19. A Sphinx Carving

By Martin Crevier (@Crevier__Martin)

This carving of a Sphinx came to the British Museum in 1896 from Haida Gwaii, a Pacific archipelago off the coast of what is today the Canadian province of British Columbia. The artist, Simeon Stildha (1799-1889), was a chief of the Haida people, the islands’ indigenous inhabitants.

Although European traders regularly visited the archipelago, sustained contact with the Haida did not occur until the mid-1800s. By the 1870s, when the carving was made, European-introduced disease had decimated over half of Haida Gwaii’s population. With the accompanying trauma and social dislocation, many turned to the recently arrived Christian missionaries. It is in one of their bibles that Stilthda first saw an illustration of the Great Sphinx at Gizeh.

As such, the carving can be seen as a striking example of hybridity and cultural encounter; a symbol of ancient Egypt carved from Pacific Northwest red cedar in the symmetrical and evocative style of the Haida. This is for instance how the British Museum chooses to present the object.

We should however be wary of this impression. Although it clearly reflects a particular moment of transition in Haida history, it also assumes that there is a pure Haida culture and that European influence has somewhat corroded its spirit. Doing so, we reproduce colonialism’s obsession with purity and ‘the noble savage.’ The Sphinx is no less Haida than the totems poles and masks also in the British Museum’s collection.

It is thus perhaps best to simply see cultures as dynamic and ever-changing.   

Image: Sphinx figure made of wood, plaster (1874-78). The British Museum -AN840748001. Used under Creative Commons.

Stored records
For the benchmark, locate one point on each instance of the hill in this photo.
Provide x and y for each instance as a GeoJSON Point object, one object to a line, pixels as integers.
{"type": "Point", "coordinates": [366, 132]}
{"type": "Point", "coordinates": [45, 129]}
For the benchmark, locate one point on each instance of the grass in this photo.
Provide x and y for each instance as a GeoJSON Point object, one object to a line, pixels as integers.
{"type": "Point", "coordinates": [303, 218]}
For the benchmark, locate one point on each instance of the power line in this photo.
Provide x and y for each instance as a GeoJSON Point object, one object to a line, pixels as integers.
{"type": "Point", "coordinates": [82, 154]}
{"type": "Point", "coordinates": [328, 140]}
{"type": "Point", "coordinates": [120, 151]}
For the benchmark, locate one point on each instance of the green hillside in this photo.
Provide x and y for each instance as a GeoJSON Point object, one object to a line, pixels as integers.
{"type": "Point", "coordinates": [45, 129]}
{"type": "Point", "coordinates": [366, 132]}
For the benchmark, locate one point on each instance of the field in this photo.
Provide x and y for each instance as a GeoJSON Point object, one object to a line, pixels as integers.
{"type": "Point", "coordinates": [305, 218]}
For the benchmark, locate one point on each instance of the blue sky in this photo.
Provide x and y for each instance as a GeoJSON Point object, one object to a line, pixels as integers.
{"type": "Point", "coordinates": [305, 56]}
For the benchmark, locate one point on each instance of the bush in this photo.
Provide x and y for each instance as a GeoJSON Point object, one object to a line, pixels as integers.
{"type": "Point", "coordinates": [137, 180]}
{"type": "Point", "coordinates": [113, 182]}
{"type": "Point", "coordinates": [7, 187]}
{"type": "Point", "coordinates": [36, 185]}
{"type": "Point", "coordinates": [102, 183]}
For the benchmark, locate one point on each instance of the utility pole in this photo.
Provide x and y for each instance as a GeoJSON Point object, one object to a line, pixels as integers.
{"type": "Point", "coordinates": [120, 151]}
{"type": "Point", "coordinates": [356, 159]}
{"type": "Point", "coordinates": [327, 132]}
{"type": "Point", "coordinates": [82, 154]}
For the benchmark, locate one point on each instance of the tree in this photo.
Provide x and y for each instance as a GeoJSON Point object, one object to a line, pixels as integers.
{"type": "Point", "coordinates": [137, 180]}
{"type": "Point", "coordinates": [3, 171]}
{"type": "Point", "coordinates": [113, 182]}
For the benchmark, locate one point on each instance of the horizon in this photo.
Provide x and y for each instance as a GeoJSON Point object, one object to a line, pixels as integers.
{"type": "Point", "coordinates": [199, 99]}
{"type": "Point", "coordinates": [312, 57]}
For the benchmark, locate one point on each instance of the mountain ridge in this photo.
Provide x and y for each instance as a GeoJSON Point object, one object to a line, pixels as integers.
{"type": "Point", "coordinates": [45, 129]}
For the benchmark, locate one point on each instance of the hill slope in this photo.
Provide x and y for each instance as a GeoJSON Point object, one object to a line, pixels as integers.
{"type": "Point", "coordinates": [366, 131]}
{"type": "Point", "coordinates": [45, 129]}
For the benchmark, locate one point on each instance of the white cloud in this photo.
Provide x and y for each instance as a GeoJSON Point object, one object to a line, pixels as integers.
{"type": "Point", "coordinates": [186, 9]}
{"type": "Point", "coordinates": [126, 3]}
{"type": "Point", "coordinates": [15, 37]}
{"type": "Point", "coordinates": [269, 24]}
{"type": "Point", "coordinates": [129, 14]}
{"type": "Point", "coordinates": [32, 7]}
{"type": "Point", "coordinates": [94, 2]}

**What this exercise asks:**
a) Set down the part of the Sphinx carving text from "Although European traders" up to and including "Sphinx at Gizeh.".
b) Answer these questions using the Sphinx carving text.
(i) In what year did the carving come to the British Museum?
(ii) What wood was the carving made from?
(iii) Where did the artist first see an illustration of the Great Sphinx at Gizeh?

**Exercise responses:**
a)
Although European traders regularly visited the archipelago, sustained contact with the Haida did not occur until the mid-1800s. By the 1870s, when the carving was made, European-introduced disease had decimated over half of Haida Gwaii’s population. With the accompanying trauma and social dislocation, many turned to the recently arrived Christian missionaries. It is in one of their bibles that Stilthda first saw an illustration of the Great Sphinx at Gizeh.

b)
(i) 1896
(ii) Pacific Northwest red cedar
(iii) In one of the bibles of the Christian missionaries